▸ Task requirements: Count how many lines in the rows below contain the word "each", treating uppercase and lowercase letters as different. Reply with that number alone.

▸ Provided data:
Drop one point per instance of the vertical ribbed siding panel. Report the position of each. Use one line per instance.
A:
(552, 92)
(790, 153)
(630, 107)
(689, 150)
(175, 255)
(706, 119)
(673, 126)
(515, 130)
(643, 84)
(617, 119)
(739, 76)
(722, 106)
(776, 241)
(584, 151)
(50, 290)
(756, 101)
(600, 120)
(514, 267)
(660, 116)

▸ Answer to the task: 1